SOURCE PASSAGE:
--- --- ---

The Withers-Chapman House is a historic residence in Huntsville, Alabama. The house was built by Allen Christian circa 1835 as the center of a farm that would become one of the major dairy suppliers in central North Alabama. After Christian's death in 1849, the house was purchased by Augustine and Mary Withers. Former Governor of Alabama Reuben Chapman acquired the house in 1873, after his previous house nearby had been burned by departing Union soldiers in 1865. The house remained in Chapman's family from 1873 until 1971. The surrounding farmland has been sold off into suburban development, but the house retains a prominent position on a 2-acre (0.8 ha) lot on a hillside.

The 1 1/2-story house was built in the Federal style, with Greek Revival details. The house is clad in white clapboard and features a pedimented portico supported by four Tuscan columns over the entry. The portico is flanked by twelve-over-twelve sash windows. On each side of the house, two chimneys project through the end gable. There are two nine-over-nine windows between the chimneys on the main floor and a single twelve-over-twelve window on the upper floor. A central chimney and a shed roofed porch along the rear (connecting the formerly free-standing kitchen to the main house) were added in the 1930s. The interior is laid out with a central hall, with a dining room and parlor to one side and two bedrooms to the other. A stairwell at the end of the hall leads to two bedrooms upstairs. A shed roofed porch along the rear two-thirds of the eastern wall was enclosed in the 1960s to provide space for bathrooms.

The house was listed on the National Register of Historic Places in 1978.

==Monte Sano Dairy==
Monte Sano Dairy, established in 1889 by William Matthews and Milton Humes, was home to the legendary butter-producing cow of the 1890s, Lily Flagg. The dairy was not especially close to Monte Sano Mountain, but nonetheless provided milk to much of Huntsville. Matthews left the dairy in 1894, and the Chapmans continued to operate it, quartering troops from the Spanish–American War and providing them water and milk in 1898. During the Great Depression, Josephine Gaboury gave milk to children without expecting payment, often saying "The little children must have milk." Dairy operations continued through World War II, and scaled back thereafter.

--- --- ---

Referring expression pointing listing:
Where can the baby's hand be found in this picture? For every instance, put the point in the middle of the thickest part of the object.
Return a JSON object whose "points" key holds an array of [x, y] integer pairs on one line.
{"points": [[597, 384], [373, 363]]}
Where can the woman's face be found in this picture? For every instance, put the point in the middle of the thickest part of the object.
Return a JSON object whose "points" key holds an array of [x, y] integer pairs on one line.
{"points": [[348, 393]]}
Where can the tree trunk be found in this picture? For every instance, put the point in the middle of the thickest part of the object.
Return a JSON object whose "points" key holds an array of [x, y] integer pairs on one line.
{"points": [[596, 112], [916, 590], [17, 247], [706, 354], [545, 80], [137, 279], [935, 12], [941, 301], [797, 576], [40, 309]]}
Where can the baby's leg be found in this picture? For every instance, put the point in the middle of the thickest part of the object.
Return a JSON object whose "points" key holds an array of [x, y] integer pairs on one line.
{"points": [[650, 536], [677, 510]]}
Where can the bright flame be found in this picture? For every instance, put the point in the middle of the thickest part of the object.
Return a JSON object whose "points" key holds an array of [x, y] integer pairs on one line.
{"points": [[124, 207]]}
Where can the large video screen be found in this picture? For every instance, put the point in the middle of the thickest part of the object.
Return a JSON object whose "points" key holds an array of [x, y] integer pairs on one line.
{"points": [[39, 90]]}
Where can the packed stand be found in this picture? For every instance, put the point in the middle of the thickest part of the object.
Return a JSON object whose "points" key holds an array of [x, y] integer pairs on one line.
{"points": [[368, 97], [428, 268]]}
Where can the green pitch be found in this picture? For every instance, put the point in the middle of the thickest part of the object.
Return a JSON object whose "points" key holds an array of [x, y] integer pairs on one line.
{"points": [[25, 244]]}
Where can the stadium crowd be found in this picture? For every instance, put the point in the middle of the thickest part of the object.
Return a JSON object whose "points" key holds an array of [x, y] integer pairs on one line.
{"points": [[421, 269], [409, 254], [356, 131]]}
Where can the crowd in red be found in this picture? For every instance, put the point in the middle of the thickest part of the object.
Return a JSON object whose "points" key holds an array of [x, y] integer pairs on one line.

--- --- ---

EXERCISE REQUIREMENTS:
1. Using the passage on the Withers-Chapman House, decide whether each statement agrees with it: (a) Reuben Chapman's previous house had been burned by Union soldiers; (b) the central chimney was added in the 1960s; (c) Monte Sano Dairy was founded by William Matthews and Milton Humes. Answer yes or no for each, quoting the deciding words.
2. According to the passage on the Withers-Chapman House, in what year was the house listed on the National Register of Historic Places?
3. List every person named in the passage on the Withers-Chapman House.

ANSWERS BY ITEM:
1.
(a) Yes: "after his previous house nearby had been burned by departing Union soldiers in 1865"
(b) No: "A central chimney and a shed roofed porch along the rear (connecting the formerly free-standing kitchen to the main house) were added in the 1930s."
(c) Yes: "Monte Sano Dairy, established in 1889 by William Matthews and Milton Humes"

2. 1978

3.
- Allen Christian
- Augustine Withers
- Mary Withers
- Reuben Chapman
- William Matthews
- Milton Humes
- Josephine Gaboury